(Dataset entries)
..........

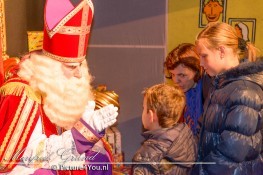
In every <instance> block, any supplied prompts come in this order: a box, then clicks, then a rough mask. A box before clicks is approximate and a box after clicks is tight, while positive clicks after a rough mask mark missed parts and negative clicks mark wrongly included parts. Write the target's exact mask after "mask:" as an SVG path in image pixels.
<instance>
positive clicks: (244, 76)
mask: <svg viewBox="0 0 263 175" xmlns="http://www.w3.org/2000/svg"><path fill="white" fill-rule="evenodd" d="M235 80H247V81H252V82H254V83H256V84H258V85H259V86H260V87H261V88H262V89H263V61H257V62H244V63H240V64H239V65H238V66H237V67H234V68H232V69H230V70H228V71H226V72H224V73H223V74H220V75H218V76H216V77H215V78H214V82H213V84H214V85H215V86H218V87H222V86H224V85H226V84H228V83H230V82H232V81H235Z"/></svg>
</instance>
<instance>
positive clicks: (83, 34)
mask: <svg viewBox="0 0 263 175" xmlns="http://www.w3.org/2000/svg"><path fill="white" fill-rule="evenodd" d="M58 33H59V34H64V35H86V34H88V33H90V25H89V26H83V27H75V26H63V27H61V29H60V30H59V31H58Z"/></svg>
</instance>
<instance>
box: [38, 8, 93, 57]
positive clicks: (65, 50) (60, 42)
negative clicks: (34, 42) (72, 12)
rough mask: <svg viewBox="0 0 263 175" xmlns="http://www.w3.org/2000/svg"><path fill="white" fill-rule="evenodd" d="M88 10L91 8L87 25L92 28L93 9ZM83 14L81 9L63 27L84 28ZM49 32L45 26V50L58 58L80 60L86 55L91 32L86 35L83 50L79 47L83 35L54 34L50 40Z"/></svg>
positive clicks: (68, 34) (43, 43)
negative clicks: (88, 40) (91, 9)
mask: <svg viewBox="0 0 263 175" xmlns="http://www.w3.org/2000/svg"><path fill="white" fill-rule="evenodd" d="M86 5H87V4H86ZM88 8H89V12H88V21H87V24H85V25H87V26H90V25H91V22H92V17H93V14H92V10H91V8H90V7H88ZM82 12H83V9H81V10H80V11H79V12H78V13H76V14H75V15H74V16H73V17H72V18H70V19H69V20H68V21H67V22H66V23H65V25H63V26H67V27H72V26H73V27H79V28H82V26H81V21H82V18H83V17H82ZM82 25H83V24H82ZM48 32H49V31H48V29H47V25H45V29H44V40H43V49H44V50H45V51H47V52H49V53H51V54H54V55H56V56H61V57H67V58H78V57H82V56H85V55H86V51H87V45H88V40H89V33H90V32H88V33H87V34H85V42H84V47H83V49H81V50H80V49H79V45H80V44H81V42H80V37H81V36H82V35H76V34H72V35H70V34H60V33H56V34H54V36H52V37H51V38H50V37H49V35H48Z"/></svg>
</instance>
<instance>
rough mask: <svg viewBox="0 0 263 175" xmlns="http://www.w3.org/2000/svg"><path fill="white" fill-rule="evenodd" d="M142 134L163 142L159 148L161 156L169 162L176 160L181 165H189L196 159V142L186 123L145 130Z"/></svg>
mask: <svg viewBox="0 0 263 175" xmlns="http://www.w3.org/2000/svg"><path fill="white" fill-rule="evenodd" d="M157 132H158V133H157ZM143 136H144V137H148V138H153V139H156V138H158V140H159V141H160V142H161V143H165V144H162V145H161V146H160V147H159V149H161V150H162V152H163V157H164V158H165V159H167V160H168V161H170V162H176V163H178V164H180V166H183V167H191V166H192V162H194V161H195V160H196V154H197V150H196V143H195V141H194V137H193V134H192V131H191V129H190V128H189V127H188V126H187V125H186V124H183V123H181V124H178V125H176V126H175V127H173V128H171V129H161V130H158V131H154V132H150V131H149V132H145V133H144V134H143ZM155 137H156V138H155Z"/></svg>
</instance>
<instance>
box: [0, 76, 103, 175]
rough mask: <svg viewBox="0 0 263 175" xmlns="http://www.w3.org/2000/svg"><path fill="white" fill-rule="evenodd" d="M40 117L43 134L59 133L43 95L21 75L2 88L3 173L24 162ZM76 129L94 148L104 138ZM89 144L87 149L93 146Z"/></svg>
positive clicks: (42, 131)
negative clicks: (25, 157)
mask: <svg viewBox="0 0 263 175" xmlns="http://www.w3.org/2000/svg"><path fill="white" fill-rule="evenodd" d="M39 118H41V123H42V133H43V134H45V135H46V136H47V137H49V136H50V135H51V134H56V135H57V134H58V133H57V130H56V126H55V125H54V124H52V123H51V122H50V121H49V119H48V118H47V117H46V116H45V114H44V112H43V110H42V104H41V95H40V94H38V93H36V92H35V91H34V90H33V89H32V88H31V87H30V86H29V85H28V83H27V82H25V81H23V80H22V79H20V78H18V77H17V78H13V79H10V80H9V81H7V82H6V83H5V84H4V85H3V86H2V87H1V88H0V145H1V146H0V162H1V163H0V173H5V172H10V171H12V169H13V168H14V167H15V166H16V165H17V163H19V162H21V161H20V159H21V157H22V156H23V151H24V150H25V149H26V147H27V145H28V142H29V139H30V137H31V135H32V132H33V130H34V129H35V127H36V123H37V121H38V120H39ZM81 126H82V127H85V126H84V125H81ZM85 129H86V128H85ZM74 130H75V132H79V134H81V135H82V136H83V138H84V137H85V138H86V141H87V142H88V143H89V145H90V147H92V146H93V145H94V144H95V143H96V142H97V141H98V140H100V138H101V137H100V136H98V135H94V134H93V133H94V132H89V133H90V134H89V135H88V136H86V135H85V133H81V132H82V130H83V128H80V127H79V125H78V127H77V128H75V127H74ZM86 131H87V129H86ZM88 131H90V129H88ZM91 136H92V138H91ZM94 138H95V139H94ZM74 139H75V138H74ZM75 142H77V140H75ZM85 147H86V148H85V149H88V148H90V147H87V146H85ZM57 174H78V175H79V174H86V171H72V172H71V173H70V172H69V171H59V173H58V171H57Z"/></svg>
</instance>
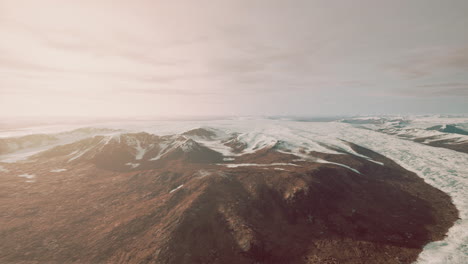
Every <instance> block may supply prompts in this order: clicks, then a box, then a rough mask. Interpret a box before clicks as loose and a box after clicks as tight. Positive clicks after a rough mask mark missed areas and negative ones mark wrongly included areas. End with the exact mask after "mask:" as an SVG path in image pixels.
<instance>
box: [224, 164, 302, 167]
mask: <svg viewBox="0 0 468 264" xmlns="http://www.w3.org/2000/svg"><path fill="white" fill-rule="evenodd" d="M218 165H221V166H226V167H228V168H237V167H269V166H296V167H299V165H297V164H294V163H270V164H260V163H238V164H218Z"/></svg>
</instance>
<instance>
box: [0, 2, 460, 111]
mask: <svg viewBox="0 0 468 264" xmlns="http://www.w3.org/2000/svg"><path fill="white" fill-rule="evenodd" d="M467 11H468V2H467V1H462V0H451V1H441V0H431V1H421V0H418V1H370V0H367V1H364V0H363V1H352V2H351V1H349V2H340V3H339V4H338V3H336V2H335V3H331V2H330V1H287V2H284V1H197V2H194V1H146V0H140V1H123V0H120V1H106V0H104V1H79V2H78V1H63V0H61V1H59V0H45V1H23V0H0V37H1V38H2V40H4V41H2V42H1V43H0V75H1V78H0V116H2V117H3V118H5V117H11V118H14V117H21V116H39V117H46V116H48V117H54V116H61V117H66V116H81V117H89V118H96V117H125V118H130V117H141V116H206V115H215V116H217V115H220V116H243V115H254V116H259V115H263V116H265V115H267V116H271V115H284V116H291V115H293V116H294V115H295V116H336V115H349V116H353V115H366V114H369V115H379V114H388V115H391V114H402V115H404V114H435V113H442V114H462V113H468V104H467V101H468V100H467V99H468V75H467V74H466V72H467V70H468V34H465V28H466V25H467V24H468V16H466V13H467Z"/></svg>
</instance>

..........

● THE PROBLEM
Where the data above reaches the line holding "117L43 134L59 133L43", begin printing, and stop after the line holding "positive clicks: (42, 131)". Each line must be reproduced exactly, with nothing else added.

● TASK RESPONSE
rough mask: <svg viewBox="0 0 263 175" xmlns="http://www.w3.org/2000/svg"><path fill="white" fill-rule="evenodd" d="M40 117L43 134L59 133L43 95L21 75L2 88L3 173L24 162ZM76 129L94 148L104 138ZM89 144L87 149L93 146Z"/></svg>
positive clicks: (42, 131)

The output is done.